Wherever the string "glass" appears in the entries below, return the line that holds it.

Saved data entries
============================================================

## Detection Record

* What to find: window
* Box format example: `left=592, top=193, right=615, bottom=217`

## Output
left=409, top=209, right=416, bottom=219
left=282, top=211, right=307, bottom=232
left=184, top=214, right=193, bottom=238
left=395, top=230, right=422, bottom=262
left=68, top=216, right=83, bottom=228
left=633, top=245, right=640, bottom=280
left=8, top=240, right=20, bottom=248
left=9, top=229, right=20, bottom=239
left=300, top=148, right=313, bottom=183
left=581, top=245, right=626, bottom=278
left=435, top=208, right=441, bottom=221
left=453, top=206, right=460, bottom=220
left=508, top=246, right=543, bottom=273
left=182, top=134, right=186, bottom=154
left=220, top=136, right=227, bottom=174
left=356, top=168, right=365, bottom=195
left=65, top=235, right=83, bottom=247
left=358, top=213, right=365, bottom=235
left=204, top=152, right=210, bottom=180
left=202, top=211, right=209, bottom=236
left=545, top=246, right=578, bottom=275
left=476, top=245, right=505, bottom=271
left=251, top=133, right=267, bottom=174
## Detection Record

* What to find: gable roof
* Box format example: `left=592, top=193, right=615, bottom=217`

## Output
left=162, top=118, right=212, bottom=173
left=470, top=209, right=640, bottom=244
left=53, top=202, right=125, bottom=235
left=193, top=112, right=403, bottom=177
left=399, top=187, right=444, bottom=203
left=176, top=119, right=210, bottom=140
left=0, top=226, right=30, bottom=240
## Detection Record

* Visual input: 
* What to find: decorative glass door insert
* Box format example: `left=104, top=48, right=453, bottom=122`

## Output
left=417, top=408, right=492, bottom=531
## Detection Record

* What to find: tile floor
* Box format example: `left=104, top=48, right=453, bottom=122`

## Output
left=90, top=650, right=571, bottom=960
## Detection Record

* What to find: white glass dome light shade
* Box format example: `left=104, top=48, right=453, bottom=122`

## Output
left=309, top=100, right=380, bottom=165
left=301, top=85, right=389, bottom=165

============================================================

> [SOLUTION TO THIS TASK]:
* What to find: decorative glass door insert
* What to find: white glass dome light shade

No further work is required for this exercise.